───── Input data ─────

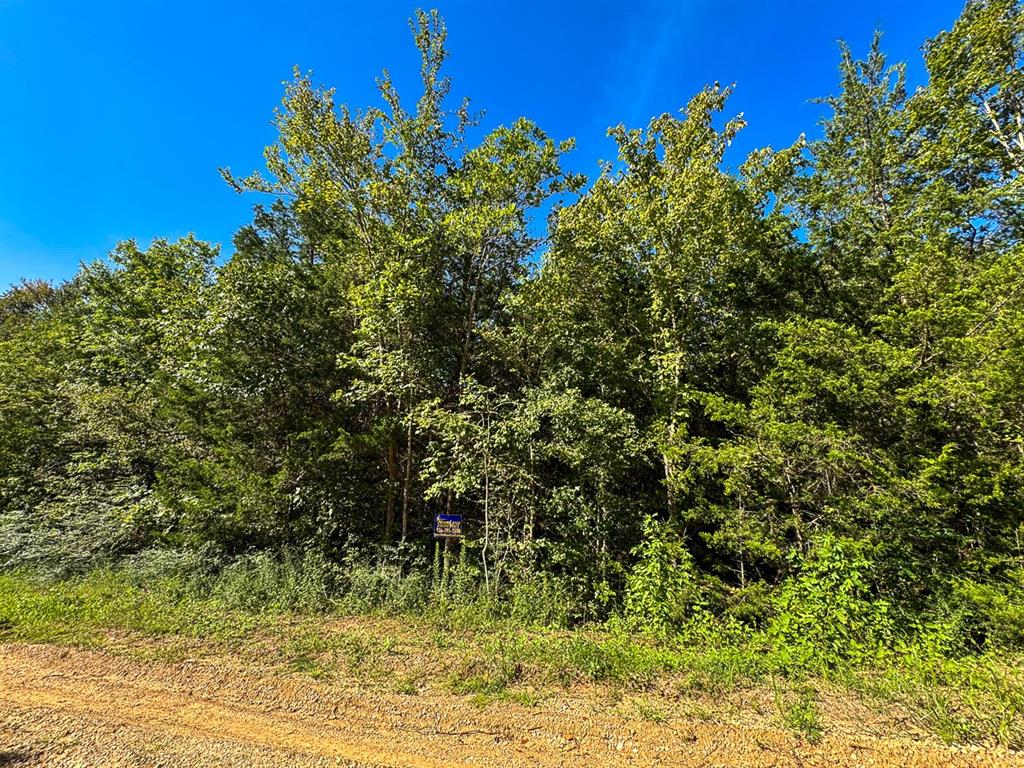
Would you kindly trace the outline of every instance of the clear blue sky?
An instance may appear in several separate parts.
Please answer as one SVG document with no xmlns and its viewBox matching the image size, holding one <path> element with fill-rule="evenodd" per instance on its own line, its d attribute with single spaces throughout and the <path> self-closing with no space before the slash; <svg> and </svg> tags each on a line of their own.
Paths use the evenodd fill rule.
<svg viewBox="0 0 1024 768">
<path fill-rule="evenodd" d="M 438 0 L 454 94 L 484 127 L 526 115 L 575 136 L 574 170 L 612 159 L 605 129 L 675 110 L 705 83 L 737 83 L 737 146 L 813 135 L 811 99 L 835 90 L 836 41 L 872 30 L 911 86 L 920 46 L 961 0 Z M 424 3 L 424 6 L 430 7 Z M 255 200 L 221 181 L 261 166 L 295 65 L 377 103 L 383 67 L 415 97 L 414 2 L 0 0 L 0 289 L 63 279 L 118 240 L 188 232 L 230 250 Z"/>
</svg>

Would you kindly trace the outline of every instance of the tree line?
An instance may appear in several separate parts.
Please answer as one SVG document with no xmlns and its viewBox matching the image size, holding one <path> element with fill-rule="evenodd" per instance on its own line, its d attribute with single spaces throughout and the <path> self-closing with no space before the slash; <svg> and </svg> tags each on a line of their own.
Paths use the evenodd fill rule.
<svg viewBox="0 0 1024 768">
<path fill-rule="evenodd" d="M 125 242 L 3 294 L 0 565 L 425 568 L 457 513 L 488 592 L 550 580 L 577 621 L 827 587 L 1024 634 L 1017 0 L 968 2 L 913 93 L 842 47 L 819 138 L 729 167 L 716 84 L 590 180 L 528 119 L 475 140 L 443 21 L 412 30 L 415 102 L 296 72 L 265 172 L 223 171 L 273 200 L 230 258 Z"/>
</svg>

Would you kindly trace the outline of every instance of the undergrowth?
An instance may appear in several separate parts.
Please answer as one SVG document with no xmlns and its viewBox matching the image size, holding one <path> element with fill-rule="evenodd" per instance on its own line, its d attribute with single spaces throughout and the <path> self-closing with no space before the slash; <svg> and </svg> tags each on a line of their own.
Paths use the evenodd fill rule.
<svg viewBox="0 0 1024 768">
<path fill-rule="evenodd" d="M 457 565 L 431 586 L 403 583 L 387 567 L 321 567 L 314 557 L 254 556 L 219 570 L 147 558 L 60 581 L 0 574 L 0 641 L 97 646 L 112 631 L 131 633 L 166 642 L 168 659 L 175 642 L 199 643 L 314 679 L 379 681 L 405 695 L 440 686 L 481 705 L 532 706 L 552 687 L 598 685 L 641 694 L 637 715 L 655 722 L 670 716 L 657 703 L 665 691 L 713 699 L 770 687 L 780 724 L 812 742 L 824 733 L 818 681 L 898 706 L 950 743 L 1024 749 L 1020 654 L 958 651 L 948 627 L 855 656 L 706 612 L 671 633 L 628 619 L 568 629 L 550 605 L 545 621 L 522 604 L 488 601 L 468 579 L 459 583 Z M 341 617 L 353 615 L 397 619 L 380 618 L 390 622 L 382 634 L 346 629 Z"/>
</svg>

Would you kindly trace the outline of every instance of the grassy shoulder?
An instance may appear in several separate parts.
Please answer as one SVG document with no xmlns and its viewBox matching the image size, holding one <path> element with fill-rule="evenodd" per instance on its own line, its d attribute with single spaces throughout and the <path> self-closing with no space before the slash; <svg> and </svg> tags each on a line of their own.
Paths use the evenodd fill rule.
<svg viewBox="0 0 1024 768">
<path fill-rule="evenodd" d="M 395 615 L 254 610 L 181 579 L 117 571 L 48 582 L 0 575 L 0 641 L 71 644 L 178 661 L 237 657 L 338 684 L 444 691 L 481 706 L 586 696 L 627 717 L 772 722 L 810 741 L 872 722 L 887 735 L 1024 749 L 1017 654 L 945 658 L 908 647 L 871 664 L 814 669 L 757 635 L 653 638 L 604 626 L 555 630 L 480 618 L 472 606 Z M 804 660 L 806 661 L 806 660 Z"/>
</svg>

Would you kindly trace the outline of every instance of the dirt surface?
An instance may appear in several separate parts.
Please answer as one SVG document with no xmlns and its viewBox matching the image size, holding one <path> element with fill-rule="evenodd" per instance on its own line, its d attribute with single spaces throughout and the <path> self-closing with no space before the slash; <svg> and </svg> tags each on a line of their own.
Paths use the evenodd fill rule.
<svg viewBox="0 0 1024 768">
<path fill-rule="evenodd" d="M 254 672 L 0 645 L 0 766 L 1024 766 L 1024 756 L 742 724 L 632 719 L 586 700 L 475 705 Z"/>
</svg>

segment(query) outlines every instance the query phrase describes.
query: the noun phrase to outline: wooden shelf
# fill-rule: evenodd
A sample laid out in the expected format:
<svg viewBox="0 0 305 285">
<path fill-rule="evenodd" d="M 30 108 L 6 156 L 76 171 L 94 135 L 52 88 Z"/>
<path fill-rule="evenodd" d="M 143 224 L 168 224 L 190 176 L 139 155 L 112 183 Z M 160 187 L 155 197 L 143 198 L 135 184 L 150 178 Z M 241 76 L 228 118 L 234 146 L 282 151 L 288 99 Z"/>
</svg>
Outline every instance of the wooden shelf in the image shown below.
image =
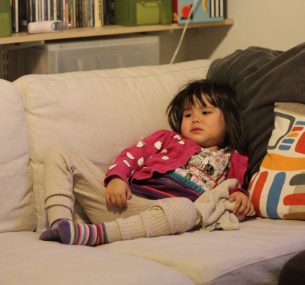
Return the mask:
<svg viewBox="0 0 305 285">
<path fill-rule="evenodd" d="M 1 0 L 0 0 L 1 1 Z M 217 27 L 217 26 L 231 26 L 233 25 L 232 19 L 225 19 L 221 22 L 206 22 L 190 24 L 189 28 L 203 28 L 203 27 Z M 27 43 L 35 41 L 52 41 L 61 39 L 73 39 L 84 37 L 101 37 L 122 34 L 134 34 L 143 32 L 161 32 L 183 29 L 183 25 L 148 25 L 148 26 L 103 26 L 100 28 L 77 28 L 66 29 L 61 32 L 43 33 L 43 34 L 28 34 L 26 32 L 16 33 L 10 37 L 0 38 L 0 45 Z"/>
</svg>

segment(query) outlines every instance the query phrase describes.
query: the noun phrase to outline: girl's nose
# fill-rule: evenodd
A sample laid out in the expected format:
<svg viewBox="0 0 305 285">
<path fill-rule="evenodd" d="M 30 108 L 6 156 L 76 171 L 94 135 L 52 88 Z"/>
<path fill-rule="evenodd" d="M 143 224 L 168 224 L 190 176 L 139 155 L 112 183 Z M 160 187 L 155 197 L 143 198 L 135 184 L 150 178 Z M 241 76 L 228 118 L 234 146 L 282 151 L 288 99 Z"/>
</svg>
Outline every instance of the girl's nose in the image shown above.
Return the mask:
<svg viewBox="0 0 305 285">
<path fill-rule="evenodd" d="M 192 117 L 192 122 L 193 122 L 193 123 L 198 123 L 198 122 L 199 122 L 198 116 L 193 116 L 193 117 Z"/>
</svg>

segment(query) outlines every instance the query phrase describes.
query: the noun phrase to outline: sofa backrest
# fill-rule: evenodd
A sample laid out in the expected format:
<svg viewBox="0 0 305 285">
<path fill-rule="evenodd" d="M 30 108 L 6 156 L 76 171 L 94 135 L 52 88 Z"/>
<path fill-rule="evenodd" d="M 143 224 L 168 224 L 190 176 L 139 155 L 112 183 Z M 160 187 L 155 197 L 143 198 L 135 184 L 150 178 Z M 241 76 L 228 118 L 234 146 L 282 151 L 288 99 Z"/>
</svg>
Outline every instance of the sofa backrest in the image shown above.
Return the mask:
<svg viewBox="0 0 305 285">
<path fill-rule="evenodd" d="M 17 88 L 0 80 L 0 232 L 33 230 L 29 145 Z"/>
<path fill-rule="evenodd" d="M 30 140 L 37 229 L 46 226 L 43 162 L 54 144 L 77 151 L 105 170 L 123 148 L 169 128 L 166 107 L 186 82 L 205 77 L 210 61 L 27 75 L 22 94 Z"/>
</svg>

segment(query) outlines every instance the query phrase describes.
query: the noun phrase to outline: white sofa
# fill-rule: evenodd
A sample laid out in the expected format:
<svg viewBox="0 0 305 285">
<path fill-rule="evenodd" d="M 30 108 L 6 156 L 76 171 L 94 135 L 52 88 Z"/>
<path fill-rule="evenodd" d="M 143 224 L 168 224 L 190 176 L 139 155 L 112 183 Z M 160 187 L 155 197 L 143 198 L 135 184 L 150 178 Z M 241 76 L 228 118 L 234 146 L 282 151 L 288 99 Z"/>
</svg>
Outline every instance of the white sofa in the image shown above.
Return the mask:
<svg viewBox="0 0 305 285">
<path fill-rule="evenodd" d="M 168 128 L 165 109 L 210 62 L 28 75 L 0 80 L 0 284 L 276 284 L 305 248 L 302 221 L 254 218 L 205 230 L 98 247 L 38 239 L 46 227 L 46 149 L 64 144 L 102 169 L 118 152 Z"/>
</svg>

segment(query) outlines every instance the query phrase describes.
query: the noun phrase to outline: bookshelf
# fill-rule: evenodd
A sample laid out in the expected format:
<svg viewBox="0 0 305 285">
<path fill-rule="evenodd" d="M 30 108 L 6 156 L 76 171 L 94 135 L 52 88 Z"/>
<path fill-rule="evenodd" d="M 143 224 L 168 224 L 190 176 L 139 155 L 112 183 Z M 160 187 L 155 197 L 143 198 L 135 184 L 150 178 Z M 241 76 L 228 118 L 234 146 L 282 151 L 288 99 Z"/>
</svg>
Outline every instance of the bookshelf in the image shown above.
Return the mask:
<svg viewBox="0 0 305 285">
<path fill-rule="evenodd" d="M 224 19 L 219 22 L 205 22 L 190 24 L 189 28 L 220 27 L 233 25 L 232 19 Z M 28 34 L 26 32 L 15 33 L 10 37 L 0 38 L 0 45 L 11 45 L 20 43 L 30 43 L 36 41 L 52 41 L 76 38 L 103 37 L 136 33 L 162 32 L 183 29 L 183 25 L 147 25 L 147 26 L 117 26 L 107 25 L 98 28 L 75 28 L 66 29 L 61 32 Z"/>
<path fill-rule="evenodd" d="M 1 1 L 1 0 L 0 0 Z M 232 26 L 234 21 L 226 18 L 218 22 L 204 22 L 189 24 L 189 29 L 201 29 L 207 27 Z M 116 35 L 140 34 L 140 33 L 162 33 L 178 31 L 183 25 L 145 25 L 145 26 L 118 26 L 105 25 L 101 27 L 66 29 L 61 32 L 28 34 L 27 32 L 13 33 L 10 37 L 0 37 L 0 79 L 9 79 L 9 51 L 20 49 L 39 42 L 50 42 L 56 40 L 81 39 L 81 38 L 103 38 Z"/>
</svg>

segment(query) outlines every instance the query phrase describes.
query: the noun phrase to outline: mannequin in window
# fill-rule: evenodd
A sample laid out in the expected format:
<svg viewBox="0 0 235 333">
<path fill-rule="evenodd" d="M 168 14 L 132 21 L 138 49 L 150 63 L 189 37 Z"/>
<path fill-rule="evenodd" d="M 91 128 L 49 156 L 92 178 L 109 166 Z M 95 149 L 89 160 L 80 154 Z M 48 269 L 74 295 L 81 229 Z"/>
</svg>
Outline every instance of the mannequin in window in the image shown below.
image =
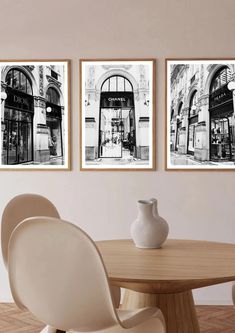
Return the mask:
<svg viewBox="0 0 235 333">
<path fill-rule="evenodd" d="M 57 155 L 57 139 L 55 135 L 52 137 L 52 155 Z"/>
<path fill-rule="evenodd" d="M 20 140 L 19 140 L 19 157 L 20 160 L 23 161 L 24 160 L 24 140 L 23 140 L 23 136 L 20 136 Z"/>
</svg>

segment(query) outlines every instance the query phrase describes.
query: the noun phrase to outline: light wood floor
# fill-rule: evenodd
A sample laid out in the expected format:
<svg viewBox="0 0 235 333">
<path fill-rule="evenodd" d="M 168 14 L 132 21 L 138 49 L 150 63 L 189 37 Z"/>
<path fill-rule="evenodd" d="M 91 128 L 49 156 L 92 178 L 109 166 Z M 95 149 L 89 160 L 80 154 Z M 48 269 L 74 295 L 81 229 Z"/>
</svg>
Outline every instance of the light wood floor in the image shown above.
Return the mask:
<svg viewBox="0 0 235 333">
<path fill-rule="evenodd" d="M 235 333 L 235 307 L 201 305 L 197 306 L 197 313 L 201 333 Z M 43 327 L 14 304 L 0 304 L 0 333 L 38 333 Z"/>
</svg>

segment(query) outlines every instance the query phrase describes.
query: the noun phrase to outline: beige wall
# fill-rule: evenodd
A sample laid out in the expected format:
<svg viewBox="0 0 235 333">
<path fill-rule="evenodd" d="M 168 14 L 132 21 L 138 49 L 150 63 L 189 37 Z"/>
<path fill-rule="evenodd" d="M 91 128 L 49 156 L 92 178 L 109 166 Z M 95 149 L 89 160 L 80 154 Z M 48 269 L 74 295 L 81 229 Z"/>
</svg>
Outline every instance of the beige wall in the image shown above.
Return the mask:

─────

Out of the records, collect only those lines that contain the string "wall".

query: the noun phrase to outline: beige wall
Outline every instance of the beige wall in the image shown above.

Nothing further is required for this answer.